**TEXTE FOURNI:**
—————

Le retail media, nouvelle icône de la publicité en ligne ?
Alors que 2022 fut une année d’expérimentations et d’innovations, notamment avec l’application de la loi Climat et Résilience, dont Oui Pub fait partie (55% des Français veulent continuer de recevoir leurs catalogues papier), 2023 devrait être celle de l’inflation et potentiellement de la récession. Le marché publicitaire en porte déjà les stigmates puisqu’il se contracte de 0,7 % quand le digital peine à +3% vs le T1 2022.
Malgré les licenciements qui s’enchaînent dans le secteur, la Big Tech ne connaît pas la crise (tout juste un ralentissement), et le duopole Alphabet (Google) et Meta (Facebook) devrait encore régner sur le marché de la publicité en ligne (67 % de la publicité en ligne dans le monde et 42 % du marché total en 2021), même s’il est de plus en plus concurrencé par Amazon (la pub représente 7% de ses revenus en 2022) et compte de nouveaux adversaires avec Netflix et Apple.
Avec l’arrivée – maintes fois reportée – du cookieless, les données first party – et la data en général – ainsi que le ciblage contextuel sont promis à un bel avenir : le retail media, en plein boom (9 milliards d’euros, soit 8% du marché global), devrait largement profiter au e-commerce dont la part de marché ne cesse d’augmenter.
Les nouveaux comportements et attentes des consommateurs – e-commerce, streaming, livraisons à domicile, responsabilité, etc. – confirment ces signaux faibles et l’évolution des investissements médias observés d’année en année.
Quelles sont les grandes mutations du secteur de l’achat média ? Comment les agences et l’écosystème s’adaptent-ils ? Le retail media sera-t-elle la nouvelle figure de proue du média digital ? Notre panel d’experts issus des agences médias et acteurs du secteur de l’achat média nous livrent leurs observations et intuitions pour 2023.

—————

**CONSIGNE:**
Relevez toutes les entreprises que le texte sur le retail media cite comme acteurs du marché de la publicité en ligne. Le matériel qui vient ensuite est indépendant du texte sur le retail media.

**DONNÉES PRÉSENTÉES:**
—————

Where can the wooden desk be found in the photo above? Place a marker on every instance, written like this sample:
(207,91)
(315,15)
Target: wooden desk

—————

**RÉPONSE RÉDIGÉE:**
Alphabet (Google), Meta (Facebook), Amazon, Netflix et Apple.